> PROBLEMS
A – In the essay on evil and grace, what question does the atheist use as his killer blow?
B – Say whether each statement agrees with the essay on evil and grace, and quote the deciding words of the essay: (i) The Christian in the debate answered the atheist with a question of his own. (ii) Christian Faith shields believers from trials and crosses. (iii) Christians have a duty to explain to others why God permits evil.
C – Reproduce the part of the essay on evil and grace word for word, beginning at the words "I see lives" and stopping after "joy and thanksgiving.".

Fr Michael Kane argues that while the problem of evil might remain unresolved, grace is still present in the darkest experiences.

I recently watched a heated debate between a committed lay Christian and an avowed atheist. Naturally, both sought to argue the validity of their beliefs. After a long time sparring over theology and science, the atheist landed his killer blow: “If God is so good then why is there so much evil in the world?”

The Christian instinctively responded with a question of his own: “Surely the existence of so much good in the world points precisely towards God, the source of all that is good?”

It was a disappointing answer; a missed opportunity to explore an inescapable question for all believers. Of course it is correct that the presence of so much good originates in the Divine; all that is good comes from God.

But evil surrounds us too, and we cannot take flight from this perennial and essential question. In a world governed by the justice of God, why are there such inexplicable injustices? Why do bad things happen to good people and, conversely, why do good things come the way of people who commit heinous evil?

Difficult solution

The problem of evil is certainly not one that we can solve easily. No Christian can fully claim to understand or explain away these injustices which dominate every level of the created order.

Of course, we know that evil exists as the fruit of Original Sin. The disobedience of Adam gives life to disorder in the form of natural and moral evil. In light of that first Fall, humanity is now subject to a fallen order which was not part of God’s original plan. We now live in a broken world, with grace and sin, good and bad, life and death all part of the new landscape.

As Christians, this explains to us why there is evil but it does not account for its sporadic and unjust distribution. This is a painful but indisputable truth. Try as we may, we can never rationalise the presence of evil in the life of one who is good and virtuous.

We can never, for example, explain away the death of a baby about to be welcomed with intense love into the hands of his adoring parents. We cannot explain the agony which a husband or wife endures on watching their spouse struggle through a cruel and painful end. We cannot rationalise the countless baffling natural disasters and horrors which every day afflict innocent and good people, believer and unbeliever alike. These are the innocent casualties of our fallen world.

Susceptible to suffering

Certainly, our Christian Faith is no guarantee that we will be insulated from these trials and crosses. It is a naive Christian who believes that Faith is our ticket to an easy and gentle path through life. We are all susceptible to the cross of suffering.

Faith does, however, grant us one vital gift which we call grace. Grace is a gift from God to sustain and fortify us to endure all these things.

This is the distinctive mark of a Christian; we live by grace. In those moments when we are labouring under the weight of suffering, God’s grace lifts us up. St Paul explains this transformative work of God when he writes: “When I am weak then I am strong.”

Paul’s words are not a mere cliché. They speak of a reality which is eminently perceptible. In my life as a priest I have seen, on countless occasions, the work of God’s transforming grace in the lives of the sick, the dying, the bereaved, and countless others who live each day under the heavy weight of the cross.

Grace bears fruits

Every day I see good people, faithful and virtuous people, encounter inexplicable and unmerited evil in the form of sickness and pain, yet who live immersed in God’s grace.

I see lives turned upside-down in an instant, but which remain anchored on supernatural gifts. I see people filled with trust even when the darkness of suffering descends upon them. This grace bears beautiful fruits in the lives of believers: it gives hope, renews Faith, instils contentment and peace, takes away bitterness, and even generates unexpected moments of joy and thanksgiving.

Therefore, as Christians, we must accept that the greatest quandary of all is the problem of unmerited suffering, and the age-old problem of evil. It requires humility on our part to accept that this is the great unanswered question of our Faith.

It is not our duty to explain to others why God permits evil to exist in such random circumstances.

Our duty is to radiate the power of God who raises us up when we find ourselves burdened by suffering. This response will show God’s presence and His fingerprint in our world. It is His grace which raises the weak to make them strong.

All of this poses a new, unsettling question for the atheist. How does he account for a suffering Christian who has been transformed and raised up by the power and grace of God? How does he account for the believer who takes up his cross with peace and hope in his heart?

> DATA LINES
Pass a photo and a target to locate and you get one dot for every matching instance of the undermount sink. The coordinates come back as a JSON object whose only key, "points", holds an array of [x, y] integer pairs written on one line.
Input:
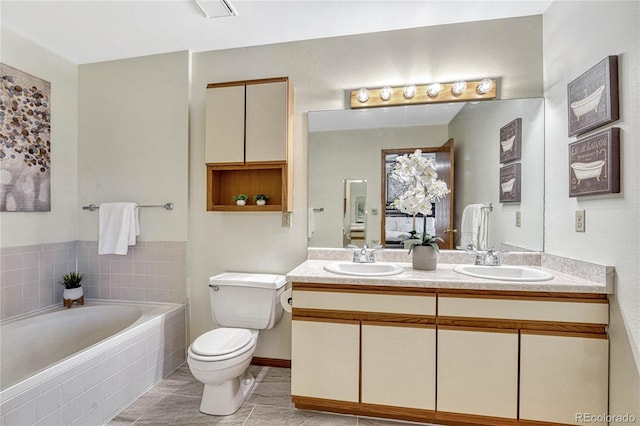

> IN RESPONSE
A – He asks, “If God is so good then why is there so much evil in the world?”

B –
(i) Yes: “The Christian instinctively responded with a question of his own”
(ii) No: “Certainly, our Christian Faith is no guarantee that we will be insulated from these trials and crosses.”
(iii) No: “It is not our duty to explain to others why God permits evil to exist in such random circumstances.”

C –
I see lives turned upside-down in an instant, but which remain anchored on supernatural gifts. I see people filled with trust even when the darkness of suffering descends upon them. This grace bears beautiful fruits in the lives of believers: it gives hope, renews Faith, instils contentment and peace, takes away bitterness, and even generates unexpected moments of joy and thanksgiving.